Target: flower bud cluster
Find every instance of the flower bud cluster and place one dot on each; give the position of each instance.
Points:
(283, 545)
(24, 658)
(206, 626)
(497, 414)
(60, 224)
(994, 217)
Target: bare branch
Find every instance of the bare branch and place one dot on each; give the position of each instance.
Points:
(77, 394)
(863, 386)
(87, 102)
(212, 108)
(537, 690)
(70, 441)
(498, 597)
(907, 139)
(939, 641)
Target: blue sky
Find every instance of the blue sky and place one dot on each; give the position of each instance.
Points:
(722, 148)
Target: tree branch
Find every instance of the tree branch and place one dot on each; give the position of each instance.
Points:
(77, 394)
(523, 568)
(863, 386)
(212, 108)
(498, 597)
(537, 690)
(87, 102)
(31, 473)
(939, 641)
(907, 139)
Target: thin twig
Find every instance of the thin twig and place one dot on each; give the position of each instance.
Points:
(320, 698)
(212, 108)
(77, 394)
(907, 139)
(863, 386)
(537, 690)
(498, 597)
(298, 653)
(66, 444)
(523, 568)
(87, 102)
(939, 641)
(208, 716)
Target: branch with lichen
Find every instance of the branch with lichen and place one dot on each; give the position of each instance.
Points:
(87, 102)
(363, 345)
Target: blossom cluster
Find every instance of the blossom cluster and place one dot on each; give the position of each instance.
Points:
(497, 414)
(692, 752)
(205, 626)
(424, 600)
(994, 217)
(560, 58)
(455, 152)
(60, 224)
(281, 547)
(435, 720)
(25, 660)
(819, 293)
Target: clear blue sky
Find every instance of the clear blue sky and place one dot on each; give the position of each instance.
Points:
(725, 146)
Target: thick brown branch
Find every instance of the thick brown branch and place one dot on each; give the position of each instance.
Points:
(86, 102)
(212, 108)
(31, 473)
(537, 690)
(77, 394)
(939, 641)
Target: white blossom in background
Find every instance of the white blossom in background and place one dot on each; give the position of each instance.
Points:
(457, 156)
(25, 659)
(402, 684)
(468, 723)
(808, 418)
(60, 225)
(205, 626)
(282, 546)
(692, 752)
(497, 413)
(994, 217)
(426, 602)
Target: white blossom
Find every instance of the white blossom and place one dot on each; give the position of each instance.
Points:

○ ○ ○

• [TASK PROMPT] Each line from the one containing "Find every instance of the tree" to the end of the records should be echoed exactly, and no other line.

• [REPLY]
Find every instance of the tree branch and place one dot on each; give the position of each instance.
Points:
(77, 394)
(523, 568)
(863, 386)
(212, 108)
(498, 597)
(537, 690)
(87, 102)
(31, 473)
(939, 641)
(907, 139)
Target: thin twig
Find every instance of the thin twig and place one dot on each; give the position of each instance.
Points:
(320, 698)
(212, 108)
(77, 394)
(907, 139)
(863, 386)
(537, 690)
(498, 597)
(298, 653)
(66, 444)
(523, 568)
(87, 102)
(939, 641)
(208, 716)
Target: branch with lichen
Find every instance of the branch with lichen and place one dot on each; give the position of each instance.
Points:
(87, 102)
(363, 345)
Target: blossom cluster
Find every instance of the blossom cluster and place one dot on each; give the position of each instance.
Points:
(497, 414)
(692, 752)
(205, 626)
(424, 600)
(994, 217)
(560, 58)
(455, 152)
(60, 224)
(281, 547)
(435, 720)
(25, 660)
(819, 293)
Target: clear blue sky
Find every instance of the clear blue sky and place one dot on each; give the position of each instance.
Points:
(725, 146)
Target: thick brown branch
Find every instance of the thick brown branch and place one dot on each; give the position of each instance.
Points:
(86, 102)
(212, 108)
(31, 473)
(537, 690)
(77, 394)
(939, 641)
Target: white blossom in background
Find every instance of the white blossom in background and place one dot on each; give the position of each instance.
Points:
(457, 156)
(25, 659)
(402, 684)
(468, 723)
(808, 418)
(60, 225)
(205, 626)
(282, 546)
(692, 752)
(497, 413)
(994, 217)
(426, 602)
Target: white blossom
Find every instance of the white blossom and place one dot on each; give the position of each instance.
Points:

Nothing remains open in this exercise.